Requirements: Revise the rows below by changing "Provide the outlines here" to "Give the outlines below" everywhere it appears, leaving all other text as it is.

Provided information:
────────

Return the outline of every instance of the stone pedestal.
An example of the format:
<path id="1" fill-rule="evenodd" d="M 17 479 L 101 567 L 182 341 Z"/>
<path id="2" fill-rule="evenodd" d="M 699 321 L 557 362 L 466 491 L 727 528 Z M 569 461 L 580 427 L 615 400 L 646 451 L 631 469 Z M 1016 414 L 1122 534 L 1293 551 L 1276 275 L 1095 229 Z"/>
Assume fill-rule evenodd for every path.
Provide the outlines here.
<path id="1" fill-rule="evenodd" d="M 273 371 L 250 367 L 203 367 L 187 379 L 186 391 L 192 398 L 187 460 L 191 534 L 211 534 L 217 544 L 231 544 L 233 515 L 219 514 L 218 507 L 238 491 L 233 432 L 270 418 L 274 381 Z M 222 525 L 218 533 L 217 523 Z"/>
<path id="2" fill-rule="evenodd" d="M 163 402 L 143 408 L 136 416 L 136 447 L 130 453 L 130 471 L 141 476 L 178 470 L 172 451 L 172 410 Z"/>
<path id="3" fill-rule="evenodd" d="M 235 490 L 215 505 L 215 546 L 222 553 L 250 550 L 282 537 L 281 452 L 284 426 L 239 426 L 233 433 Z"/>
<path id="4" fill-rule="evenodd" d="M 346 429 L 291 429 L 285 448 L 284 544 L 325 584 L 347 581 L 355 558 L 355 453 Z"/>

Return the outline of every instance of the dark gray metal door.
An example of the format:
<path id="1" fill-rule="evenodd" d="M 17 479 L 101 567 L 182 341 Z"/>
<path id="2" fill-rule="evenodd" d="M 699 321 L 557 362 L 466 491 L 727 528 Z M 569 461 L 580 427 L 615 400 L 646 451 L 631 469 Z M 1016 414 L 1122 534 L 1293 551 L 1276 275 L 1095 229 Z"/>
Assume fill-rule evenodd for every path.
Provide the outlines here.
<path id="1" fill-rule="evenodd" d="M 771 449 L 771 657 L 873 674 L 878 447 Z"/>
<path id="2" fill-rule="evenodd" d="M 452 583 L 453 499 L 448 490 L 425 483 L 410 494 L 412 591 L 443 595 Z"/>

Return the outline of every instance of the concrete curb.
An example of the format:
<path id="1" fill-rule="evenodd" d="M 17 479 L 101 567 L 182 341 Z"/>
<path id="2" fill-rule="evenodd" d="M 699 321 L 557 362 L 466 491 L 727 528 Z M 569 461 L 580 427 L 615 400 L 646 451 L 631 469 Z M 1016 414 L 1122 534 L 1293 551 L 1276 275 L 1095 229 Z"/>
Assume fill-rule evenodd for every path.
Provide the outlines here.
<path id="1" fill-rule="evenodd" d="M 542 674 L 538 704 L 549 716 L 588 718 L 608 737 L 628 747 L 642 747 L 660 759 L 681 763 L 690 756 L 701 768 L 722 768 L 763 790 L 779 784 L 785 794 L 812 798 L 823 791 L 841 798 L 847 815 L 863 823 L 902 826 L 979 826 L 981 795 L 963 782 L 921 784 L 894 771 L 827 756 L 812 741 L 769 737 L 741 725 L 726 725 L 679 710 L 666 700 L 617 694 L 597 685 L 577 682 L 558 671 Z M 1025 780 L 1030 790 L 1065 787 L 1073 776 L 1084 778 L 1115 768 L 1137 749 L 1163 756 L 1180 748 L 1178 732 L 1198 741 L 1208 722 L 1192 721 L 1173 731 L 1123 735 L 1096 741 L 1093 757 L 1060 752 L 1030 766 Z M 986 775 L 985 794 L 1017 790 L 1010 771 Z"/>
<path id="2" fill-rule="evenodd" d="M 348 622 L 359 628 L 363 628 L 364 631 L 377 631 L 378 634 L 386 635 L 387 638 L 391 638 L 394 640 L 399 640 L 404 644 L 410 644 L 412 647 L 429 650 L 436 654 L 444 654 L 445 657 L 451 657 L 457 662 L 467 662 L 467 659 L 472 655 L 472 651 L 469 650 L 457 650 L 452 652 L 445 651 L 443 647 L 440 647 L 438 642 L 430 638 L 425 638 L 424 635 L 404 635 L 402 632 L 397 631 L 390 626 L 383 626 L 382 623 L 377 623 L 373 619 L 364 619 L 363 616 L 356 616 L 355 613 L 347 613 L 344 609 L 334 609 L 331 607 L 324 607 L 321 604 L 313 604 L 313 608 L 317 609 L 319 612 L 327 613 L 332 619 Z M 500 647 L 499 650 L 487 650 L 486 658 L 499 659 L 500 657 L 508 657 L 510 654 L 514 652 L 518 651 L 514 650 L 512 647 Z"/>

────────

Full output:
Return the outline of every instance of the stone pedestal.
An example of the format:
<path id="1" fill-rule="evenodd" d="M 17 479 L 101 567 L 182 341 Z"/>
<path id="2" fill-rule="evenodd" d="M 699 321 L 557 362 L 466 491 L 727 528 Z M 569 461 L 580 427 L 615 400 L 646 451 L 631 469 Z M 1016 414 L 1122 534 L 1293 551 L 1276 275 L 1095 229 Z"/>
Assume fill-rule evenodd for every path.
Give the outlines below.
<path id="1" fill-rule="evenodd" d="M 273 371 L 250 367 L 203 367 L 187 379 L 186 391 L 192 398 L 187 460 L 191 534 L 211 534 L 217 544 L 231 544 L 233 515 L 219 514 L 218 507 L 238 491 L 233 432 L 270 418 L 274 381 Z M 222 525 L 218 533 L 217 523 Z"/>
<path id="2" fill-rule="evenodd" d="M 163 402 L 143 408 L 136 416 L 136 447 L 130 453 L 130 471 L 141 476 L 178 470 L 172 451 L 172 410 Z"/>
<path id="3" fill-rule="evenodd" d="M 235 490 L 215 505 L 215 546 L 222 553 L 250 550 L 282 537 L 281 452 L 284 426 L 239 426 L 233 433 Z"/>
<path id="4" fill-rule="evenodd" d="M 346 429 L 291 429 L 285 448 L 284 544 L 325 584 L 347 581 L 355 558 L 355 453 Z"/>

Return the outline of every instance of the dark gray metal door.
An example of the format:
<path id="1" fill-rule="evenodd" d="M 17 479 L 101 567 L 182 341 Z"/>
<path id="2" fill-rule="evenodd" d="M 699 321 L 557 362 L 466 491 L 727 528 Z M 569 461 L 580 427 L 615 400 L 646 451 L 631 469 Z M 1016 414 L 1122 534 L 1293 551 L 1276 275 L 1095 229 Z"/>
Assume fill-rule evenodd for every path.
Give the outlines below.
<path id="1" fill-rule="evenodd" d="M 771 449 L 771 657 L 873 674 L 878 447 Z"/>
<path id="2" fill-rule="evenodd" d="M 452 583 L 453 499 L 448 490 L 425 483 L 410 494 L 412 591 L 443 595 Z"/>

Return the outline of every instance of the concrete curb.
An example of the format:
<path id="1" fill-rule="evenodd" d="M 17 479 L 101 567 L 182 341 Z"/>
<path id="2" fill-rule="evenodd" d="M 699 321 L 557 362 L 466 491 L 727 528 Z M 569 461 L 580 427 L 615 400 L 646 451 L 631 469 Z M 1016 414 L 1122 534 L 1293 551 L 1276 275 L 1095 229 Z"/>
Assume fill-rule evenodd for every path.
Give the outlines below.
<path id="1" fill-rule="evenodd" d="M 542 674 L 538 704 L 549 716 L 588 718 L 608 737 L 628 747 L 642 747 L 660 759 L 681 763 L 690 756 L 701 768 L 722 768 L 763 790 L 779 784 L 785 794 L 812 798 L 823 791 L 841 798 L 847 815 L 863 823 L 902 826 L 979 826 L 981 795 L 963 782 L 921 784 L 894 771 L 827 756 L 812 741 L 769 737 L 741 725 L 726 725 L 679 710 L 666 700 L 617 694 L 597 685 L 577 682 L 558 671 Z M 1025 780 L 1030 790 L 1065 787 L 1073 776 L 1084 778 L 1115 768 L 1137 749 L 1163 756 L 1180 748 L 1178 732 L 1198 741 L 1208 722 L 1192 721 L 1173 731 L 1123 735 L 1096 741 L 1093 757 L 1060 752 L 1030 766 Z M 986 775 L 985 794 L 1017 790 L 1010 771 Z"/>
<path id="2" fill-rule="evenodd" d="M 348 622 L 359 628 L 363 628 L 364 631 L 377 631 L 378 634 L 386 635 L 387 638 L 391 638 L 394 640 L 399 640 L 404 644 L 410 644 L 412 647 L 429 650 L 436 654 L 444 654 L 445 657 L 451 657 L 457 662 L 467 662 L 467 659 L 472 655 L 472 651 L 469 650 L 457 650 L 452 652 L 445 651 L 443 647 L 440 647 L 438 642 L 430 638 L 425 638 L 424 635 L 404 635 L 402 632 L 397 631 L 390 626 L 383 626 L 382 623 L 377 623 L 373 619 L 364 619 L 363 616 L 356 616 L 355 613 L 347 613 L 344 609 L 334 609 L 331 607 L 324 607 L 321 604 L 313 604 L 313 608 L 317 609 L 319 612 L 327 613 L 332 619 Z M 500 647 L 499 650 L 487 650 L 486 658 L 499 659 L 500 657 L 508 657 L 510 654 L 514 652 L 518 651 L 514 650 L 512 647 Z"/>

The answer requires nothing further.